#### Given data
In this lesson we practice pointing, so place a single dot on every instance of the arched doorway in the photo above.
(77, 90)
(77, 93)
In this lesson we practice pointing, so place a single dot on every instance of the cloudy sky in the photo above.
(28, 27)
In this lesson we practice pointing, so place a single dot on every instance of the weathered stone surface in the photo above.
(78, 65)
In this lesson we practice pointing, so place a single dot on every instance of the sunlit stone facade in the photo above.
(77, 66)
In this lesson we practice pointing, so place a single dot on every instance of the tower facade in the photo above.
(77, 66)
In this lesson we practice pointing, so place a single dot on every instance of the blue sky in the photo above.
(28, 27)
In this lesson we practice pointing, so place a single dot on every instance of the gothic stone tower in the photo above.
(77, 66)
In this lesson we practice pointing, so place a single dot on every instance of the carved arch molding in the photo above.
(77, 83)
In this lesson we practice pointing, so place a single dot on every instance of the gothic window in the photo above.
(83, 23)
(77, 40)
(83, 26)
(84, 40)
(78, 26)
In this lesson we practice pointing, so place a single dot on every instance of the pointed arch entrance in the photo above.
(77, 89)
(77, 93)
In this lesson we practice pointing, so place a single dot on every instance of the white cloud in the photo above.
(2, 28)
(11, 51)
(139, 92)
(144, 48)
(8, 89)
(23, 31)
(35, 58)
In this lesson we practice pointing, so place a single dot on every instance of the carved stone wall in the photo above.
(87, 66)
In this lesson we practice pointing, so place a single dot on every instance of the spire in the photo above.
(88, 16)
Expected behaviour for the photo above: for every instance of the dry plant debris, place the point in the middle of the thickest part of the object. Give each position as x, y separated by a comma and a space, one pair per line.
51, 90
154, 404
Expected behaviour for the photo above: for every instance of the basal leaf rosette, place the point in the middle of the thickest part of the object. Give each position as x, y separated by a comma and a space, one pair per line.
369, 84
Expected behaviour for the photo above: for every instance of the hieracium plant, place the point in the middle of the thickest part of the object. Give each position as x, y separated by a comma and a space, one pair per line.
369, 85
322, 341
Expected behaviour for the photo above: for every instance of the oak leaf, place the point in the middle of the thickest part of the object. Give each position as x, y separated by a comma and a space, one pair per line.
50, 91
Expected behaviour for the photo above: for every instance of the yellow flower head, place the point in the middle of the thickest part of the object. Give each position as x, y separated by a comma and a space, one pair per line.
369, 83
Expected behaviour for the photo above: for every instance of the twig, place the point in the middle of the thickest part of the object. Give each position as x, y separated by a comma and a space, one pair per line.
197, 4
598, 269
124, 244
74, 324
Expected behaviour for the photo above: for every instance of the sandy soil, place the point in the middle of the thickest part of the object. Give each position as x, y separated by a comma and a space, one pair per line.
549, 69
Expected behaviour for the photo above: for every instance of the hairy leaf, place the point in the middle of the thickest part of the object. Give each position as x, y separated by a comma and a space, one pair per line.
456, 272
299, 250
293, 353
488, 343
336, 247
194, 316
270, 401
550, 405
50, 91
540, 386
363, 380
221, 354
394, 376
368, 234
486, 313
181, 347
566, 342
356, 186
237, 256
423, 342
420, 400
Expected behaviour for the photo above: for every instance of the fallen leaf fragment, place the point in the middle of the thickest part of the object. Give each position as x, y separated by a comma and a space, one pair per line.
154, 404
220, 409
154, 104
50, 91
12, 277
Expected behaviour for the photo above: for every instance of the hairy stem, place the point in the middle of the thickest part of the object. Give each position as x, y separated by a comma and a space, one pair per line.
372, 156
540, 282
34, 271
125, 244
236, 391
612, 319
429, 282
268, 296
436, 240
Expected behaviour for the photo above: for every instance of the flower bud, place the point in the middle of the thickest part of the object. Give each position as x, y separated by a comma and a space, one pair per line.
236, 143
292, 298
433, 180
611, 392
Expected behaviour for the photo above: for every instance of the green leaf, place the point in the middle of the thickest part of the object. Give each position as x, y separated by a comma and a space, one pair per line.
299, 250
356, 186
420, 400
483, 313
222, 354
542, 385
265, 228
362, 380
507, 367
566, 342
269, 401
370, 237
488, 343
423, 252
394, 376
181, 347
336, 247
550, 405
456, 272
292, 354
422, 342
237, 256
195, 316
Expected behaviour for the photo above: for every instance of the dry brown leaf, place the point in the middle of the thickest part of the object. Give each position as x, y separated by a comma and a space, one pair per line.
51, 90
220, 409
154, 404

#### Required action
Retype all of the entries shown above, exactly.

#### Written solution
In this lesson we practice pointing, so place a single dot on every instance of the arched doorway in the photo above.
(77, 90)
(77, 93)
In this lesson we practice pointing, so place a single dot on every instance of the cloudy sky in the photo above.
(28, 27)
In this lesson we practice pointing, so place a single dot on every instance of the weathered stone surface in the photo above.
(78, 65)
In this lesson we practice pointing, so place a single dot on every instance of the sunlit stone facade in the photo above.
(77, 66)
In this lesson we practice pointing, so place a single dot on every instance of the tower facade in the photo above.
(77, 66)
In this lesson we practice pointing, so place a single dot on every instance of the blue sky in the photo above.
(28, 27)
In this lesson we practice pointing, so place a single dot on every instance of the gothic stone tower in the photo above.
(77, 66)
In this lesson we practice pointing, so place a single dot on every instance of the carved arch molding in the photo above.
(77, 83)
In this lesson we practice pointing, so place a single dot on every instance of the gothic window in the photo above.
(83, 23)
(77, 40)
(83, 26)
(84, 40)
(78, 26)
In this lesson we practice pointing, so place a single dot on every instance of the pointed arch entrance in the photo above.
(77, 89)
(77, 93)
In this lesson we practice pointing, so place a single dot on every instance of the white cloud in the photo above.
(2, 28)
(11, 51)
(139, 92)
(144, 48)
(8, 89)
(23, 31)
(35, 58)
In this lesson we practice pointing, so place a single dot on every instance of the carved stone wall in the photo above.
(87, 66)
In this lesson we practice pointing, so place a single dot on every instance of the spire in the photo above.
(88, 16)
Expected behaviour for the photo above: for every instance of the dry plant debris, place the point in the middle of the thickest part of the object. Give each position as x, y separated by a comma and a space, one pair per line.
51, 90
154, 404
Expected behaviour for the photo above: for every instance of the basal leaf rosette, place the point in the middle of the thickest part of the object. Give each position as x, y separated by a comma and a space, one pair per line.
369, 84
Expected behaviour for the photo above: for every instance of the hieracium plant, place the point in the middle of the thickest part of the object. Give each position as x, y separated by a comma and a space, one pair per line.
369, 85
322, 341
Expected behaviour for the photo above: for every instance of the oak leaf, place the point in the middle of the thickest part of the object. Give each position as x, y separated by a comma and a space, one pair per line.
50, 91
Expected behaviour for the photo above: for every instance of the yellow flower head, place the point in the middle of the thickest part of the object. Give each position as x, y separated by a comma and a space, one pair per line.
369, 83
Expected behaviour for the photo above: for every instance of the twig, place the point in the middle of the thickest part of the object. Give each position as x, y separated by a comma and a space, one pair per line.
197, 4
598, 269
124, 244
74, 324
Expected behaviour for the photo above: for every instance of the sandy soil, place the point in the middle of the thickest part of the object. Give each position as x, y separated by a comma and a space, one pair per line.
549, 69
Expected behaviour for the photo above: for every instance of the hairy leaf, place the point in the middle of the thickest part of the object. Give each position as x, y separated by a comma and a space, one pair per line.
456, 272
299, 250
293, 353
488, 343
336, 247
194, 316
270, 401
550, 405
50, 91
540, 386
363, 380
221, 354
394, 376
368, 234
486, 313
181, 347
566, 342
356, 186
237, 256
423, 342
420, 400
Expected behaviour for the photo above: for every instance of the fallen leaf fragment, place the point in the middle of the thickest part of the object. Give each position as x, y separated by a comma and a space, one pair per line.
154, 404
220, 409
154, 104
50, 91
12, 277
Expected behaviour for the photo above: for every instance of the hairy stem, place the point in the middle of the thickest part of the object. Give each position as x, y separated by a comma and a space, one pair per line.
372, 156
540, 282
34, 271
125, 244
236, 391
612, 319
429, 282
268, 296
436, 240
Expected behaviour for the photo above: for every instance of the flower bud, place the point in the middle of the thickest part of the object. Give each position as x, y separated by a comma and a space, one pair per line.
236, 143
292, 298
433, 180
611, 392
Expected behaviour for the photo above: for every instance of the green leaf, place the point in the middle of the thickest part of the object. Give each position as x, y separated by a comma and a space, one pair per line.
299, 250
356, 186
420, 400
483, 313
222, 354
542, 385
265, 228
362, 380
507, 367
566, 342
269, 401
370, 237
488, 343
423, 252
394, 376
181, 347
336, 247
550, 405
456, 272
292, 354
422, 342
237, 256
195, 316
Expected behaviour for the photo above: for every instance of the dry brown leaf, place the point in the middle of the thickest part of the object. Give each position as x, y separated by a comma and a space, one pair per line.
51, 90
220, 409
154, 404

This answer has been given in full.